§ Excerpt provided
◆ ◆ ◆
Testifying before the Senate Finance Committee today, Jane McDonald-Pines, an AFL-CIO workforce issues specialist, said the TAA program is not providing workers all that it should, in part because the government’s TAA spending formula reflects past, not current, conditions in the economy. (Click here and here to read the testimony.)
As a result, some states run out of money while others have unspent funds at the end of the fiscal year. That forces many states to ration training services to keep within the TAA budget and shortchanges workers. TAA also does not cover thousands of workers in the technology and service sector who find themselves jobless when their employers outsource their work overseas.
In a letter to House Ways and Means Chairman Charles Rangel (D-N.Y.), New York Gov. Eliot Spitzer (D) backs up McDonald-Pines’ testimony, saying that while more than 13,000 New Yorkers have been certified for TAA since 2002, only $16 million (or $1,200 per worker) has been allocated for training.
In addition to providing better and more funding for TAA and expanding coverage to more workers, McDonald–Pines says Congress should:
- Improve access to TAA training by funding outreach, case management and support services through state UI and Employment Security (ES) agencies.
- Expand enrollment deadlines and support training that leads to good jobs.
- Establish links between TAA and new opportunities in energy technology.
◆ ◆ ◆
§ Extracted entries
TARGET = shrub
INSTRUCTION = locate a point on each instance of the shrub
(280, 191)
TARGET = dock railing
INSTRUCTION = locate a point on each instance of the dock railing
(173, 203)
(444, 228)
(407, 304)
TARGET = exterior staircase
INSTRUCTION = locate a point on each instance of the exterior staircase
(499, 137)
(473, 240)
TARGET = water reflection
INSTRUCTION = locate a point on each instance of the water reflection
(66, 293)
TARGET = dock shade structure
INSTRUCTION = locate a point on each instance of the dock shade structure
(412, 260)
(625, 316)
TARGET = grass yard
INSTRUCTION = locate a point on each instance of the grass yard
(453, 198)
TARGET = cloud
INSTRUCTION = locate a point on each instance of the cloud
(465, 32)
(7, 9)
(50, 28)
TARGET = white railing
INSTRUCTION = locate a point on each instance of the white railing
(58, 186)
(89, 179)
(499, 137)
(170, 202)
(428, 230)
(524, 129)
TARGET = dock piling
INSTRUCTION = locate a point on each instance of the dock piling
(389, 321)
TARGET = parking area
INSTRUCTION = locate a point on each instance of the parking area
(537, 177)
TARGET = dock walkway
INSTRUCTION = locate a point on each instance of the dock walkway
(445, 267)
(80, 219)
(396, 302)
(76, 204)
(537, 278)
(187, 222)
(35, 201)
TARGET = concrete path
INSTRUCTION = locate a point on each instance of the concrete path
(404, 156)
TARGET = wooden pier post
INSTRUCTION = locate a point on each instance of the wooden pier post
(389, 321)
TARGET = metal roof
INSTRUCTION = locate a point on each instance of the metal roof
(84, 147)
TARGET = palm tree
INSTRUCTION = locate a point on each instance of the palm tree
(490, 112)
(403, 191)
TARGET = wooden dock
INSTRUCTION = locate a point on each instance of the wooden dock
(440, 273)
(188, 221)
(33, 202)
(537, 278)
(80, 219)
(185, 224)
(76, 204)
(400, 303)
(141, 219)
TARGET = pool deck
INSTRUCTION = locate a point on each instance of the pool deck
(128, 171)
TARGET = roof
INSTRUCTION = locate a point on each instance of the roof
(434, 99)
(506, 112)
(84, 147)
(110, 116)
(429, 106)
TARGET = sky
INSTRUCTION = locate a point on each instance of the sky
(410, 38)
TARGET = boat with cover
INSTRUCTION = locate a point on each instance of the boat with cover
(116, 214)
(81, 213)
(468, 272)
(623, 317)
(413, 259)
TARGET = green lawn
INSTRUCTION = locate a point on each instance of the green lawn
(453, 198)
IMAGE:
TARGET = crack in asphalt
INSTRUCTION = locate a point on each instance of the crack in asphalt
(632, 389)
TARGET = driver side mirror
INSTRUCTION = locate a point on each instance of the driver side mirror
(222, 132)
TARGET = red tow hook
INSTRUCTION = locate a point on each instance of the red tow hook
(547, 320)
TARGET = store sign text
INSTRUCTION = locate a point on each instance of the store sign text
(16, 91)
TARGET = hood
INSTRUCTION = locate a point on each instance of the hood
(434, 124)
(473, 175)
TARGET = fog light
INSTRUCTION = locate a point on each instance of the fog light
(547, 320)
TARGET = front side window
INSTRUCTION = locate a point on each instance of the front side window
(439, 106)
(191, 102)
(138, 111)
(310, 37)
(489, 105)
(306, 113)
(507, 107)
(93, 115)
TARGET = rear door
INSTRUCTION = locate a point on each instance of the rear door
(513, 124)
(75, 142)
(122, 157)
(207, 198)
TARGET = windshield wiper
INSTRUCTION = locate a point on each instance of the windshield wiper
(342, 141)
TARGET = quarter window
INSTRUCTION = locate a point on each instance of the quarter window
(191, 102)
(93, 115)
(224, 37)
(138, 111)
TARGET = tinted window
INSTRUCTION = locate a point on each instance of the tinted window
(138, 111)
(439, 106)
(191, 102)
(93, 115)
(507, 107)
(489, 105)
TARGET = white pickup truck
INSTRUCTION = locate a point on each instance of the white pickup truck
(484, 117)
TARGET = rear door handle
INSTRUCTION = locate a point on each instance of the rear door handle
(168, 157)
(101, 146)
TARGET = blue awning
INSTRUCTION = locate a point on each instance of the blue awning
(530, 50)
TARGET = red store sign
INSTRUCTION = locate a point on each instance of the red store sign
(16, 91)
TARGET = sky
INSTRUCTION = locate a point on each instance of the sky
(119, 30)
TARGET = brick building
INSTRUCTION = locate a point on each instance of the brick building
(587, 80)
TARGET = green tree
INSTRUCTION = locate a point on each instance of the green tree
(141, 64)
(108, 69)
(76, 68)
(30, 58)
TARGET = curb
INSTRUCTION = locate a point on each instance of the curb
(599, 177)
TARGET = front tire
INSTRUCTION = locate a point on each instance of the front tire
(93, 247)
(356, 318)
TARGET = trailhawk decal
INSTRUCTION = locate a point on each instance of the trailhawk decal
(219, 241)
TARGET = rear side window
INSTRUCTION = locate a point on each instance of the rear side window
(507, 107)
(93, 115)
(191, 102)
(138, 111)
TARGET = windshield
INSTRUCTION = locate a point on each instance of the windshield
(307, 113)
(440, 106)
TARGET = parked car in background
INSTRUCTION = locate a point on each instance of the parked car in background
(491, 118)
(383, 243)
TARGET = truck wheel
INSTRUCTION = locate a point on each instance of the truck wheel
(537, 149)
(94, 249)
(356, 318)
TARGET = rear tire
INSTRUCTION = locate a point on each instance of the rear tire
◆ ◆ ◆
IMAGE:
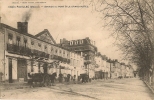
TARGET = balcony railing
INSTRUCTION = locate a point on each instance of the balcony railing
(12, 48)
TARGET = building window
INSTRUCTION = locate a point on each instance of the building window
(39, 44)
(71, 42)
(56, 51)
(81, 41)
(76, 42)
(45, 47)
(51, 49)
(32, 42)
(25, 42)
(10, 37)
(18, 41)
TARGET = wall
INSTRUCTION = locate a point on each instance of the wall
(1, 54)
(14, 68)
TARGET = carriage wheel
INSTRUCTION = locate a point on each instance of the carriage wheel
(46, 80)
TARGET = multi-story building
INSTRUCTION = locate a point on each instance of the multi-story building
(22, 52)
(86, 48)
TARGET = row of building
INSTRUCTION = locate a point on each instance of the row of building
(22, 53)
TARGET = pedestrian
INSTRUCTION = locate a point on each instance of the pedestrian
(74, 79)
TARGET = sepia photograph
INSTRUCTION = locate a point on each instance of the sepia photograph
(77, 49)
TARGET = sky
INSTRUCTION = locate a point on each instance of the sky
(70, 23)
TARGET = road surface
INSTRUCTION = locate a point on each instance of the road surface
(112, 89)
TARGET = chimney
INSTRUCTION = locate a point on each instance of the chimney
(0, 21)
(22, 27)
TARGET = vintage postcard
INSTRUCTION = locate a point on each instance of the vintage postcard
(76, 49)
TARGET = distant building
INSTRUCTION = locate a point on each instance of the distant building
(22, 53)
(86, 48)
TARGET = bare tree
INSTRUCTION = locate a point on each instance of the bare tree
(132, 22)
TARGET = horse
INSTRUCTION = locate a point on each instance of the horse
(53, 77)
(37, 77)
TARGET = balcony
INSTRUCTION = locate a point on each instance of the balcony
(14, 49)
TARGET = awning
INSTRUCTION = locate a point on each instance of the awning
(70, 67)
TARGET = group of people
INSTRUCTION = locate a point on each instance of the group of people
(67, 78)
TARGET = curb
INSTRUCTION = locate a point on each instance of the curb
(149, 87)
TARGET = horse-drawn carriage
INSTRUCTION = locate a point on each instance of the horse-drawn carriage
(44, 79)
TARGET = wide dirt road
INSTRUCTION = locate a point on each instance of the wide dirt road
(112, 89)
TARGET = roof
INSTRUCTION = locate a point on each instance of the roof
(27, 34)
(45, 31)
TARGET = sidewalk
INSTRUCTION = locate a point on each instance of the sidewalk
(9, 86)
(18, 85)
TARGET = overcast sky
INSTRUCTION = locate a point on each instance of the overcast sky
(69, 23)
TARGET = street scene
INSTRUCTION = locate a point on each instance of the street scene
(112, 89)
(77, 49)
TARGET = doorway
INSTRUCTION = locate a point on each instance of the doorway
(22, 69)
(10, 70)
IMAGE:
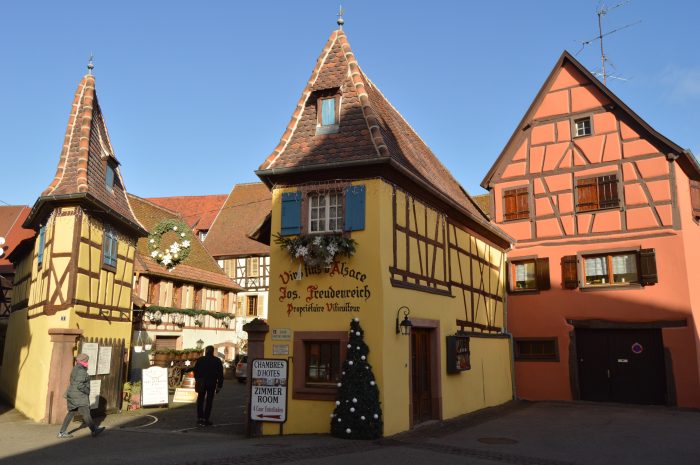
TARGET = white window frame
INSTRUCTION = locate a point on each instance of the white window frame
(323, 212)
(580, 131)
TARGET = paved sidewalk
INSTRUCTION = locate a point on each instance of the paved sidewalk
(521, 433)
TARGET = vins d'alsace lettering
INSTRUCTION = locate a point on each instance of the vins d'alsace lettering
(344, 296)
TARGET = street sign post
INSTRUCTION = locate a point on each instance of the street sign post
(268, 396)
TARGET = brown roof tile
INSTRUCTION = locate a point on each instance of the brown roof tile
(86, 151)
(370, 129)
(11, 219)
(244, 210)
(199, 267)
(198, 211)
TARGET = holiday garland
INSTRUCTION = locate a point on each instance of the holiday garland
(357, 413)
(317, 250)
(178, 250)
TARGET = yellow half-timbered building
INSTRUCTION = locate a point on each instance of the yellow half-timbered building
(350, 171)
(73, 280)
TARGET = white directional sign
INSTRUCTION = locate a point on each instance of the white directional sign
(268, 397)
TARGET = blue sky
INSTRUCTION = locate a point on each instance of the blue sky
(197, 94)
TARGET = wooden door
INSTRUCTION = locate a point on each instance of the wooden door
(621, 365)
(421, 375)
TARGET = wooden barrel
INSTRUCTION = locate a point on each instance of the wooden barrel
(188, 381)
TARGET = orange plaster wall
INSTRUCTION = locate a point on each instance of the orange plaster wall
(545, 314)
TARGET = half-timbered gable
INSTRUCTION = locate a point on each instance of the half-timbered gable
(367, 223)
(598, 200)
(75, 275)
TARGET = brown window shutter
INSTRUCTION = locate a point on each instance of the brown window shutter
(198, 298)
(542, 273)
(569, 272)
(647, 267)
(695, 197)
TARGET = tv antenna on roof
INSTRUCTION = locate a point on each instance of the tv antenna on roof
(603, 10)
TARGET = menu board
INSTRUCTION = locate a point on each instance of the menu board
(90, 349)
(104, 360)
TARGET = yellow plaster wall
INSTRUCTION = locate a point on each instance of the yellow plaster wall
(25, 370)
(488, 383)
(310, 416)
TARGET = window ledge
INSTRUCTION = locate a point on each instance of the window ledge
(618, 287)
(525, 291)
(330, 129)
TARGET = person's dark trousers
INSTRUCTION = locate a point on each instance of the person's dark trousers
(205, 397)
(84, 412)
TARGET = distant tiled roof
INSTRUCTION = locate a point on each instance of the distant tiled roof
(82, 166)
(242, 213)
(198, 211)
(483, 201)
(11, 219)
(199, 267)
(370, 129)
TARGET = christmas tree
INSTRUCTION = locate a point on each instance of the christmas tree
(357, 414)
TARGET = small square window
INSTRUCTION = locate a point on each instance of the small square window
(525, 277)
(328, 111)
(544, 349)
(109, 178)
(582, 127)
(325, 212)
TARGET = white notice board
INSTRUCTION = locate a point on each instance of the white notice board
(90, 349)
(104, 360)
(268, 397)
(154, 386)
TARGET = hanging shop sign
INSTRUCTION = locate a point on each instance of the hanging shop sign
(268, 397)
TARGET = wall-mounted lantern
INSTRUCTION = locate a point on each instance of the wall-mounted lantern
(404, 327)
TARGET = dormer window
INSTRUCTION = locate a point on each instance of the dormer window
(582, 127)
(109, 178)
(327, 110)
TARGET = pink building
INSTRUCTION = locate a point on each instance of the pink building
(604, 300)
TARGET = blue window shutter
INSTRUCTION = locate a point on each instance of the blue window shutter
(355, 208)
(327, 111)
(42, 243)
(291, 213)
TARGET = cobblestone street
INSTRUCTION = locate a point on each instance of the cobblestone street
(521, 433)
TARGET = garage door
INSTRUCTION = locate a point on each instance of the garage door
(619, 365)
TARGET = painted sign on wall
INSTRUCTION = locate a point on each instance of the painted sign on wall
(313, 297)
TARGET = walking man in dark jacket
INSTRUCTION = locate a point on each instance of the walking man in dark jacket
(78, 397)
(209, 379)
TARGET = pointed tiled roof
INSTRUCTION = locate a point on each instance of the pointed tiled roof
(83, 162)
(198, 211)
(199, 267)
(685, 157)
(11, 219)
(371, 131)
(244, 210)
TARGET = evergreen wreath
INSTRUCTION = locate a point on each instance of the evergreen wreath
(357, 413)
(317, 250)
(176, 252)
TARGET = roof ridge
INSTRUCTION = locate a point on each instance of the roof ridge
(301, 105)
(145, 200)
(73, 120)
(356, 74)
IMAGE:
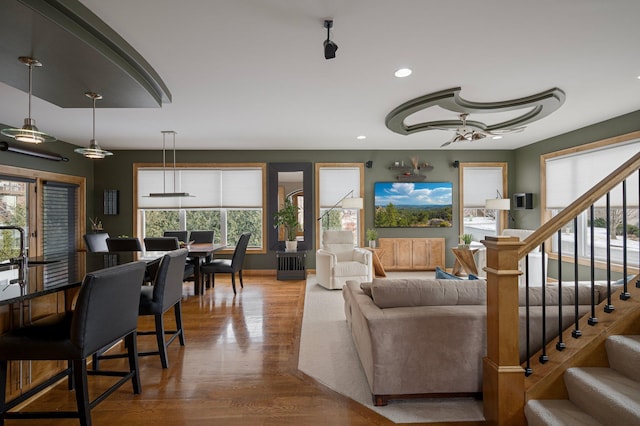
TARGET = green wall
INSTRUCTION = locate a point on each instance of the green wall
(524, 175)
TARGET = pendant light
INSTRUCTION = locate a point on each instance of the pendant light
◆ ◆ ◆
§ Goals
a: From the excerpt on TAA, write out the passage word for word, starting with "In a letter" and going on through "to good jobs.".
b: In the excerpt on TAA, list every step that McDonald-Pines says Congress should take in the bulleted list.

§ Expected responses
a:
In a letter to House Ways and Means Chairman Charles Rangel (D-N.Y.), New York Gov. Eliot Spitzer (D) backs up McDonald-Pines’ testimony, saying that while more than 13,000 New Yorkers have been certified for TAA since 2002, only $16 million (or $1,200 per worker) has been allocated for training.
In addition to providing better and more funding for TAA and expanding coverage to more workers, McDonald–Pines says Congress should:
- Improve access to TAA training by funding outreach, case management and support services through state UI and Employment Security (ES) agencies.
- Expand enrollment deadlines and support training that leads to good jobs.

b:
- Improve access to TAA training by funding outreach, case management and support services through state UI and Employment Security (ES) agencies.
- Expand enrollment deadlines and support training that leads to good jobs.
- Establish links between TAA and new opportunities in energy technology.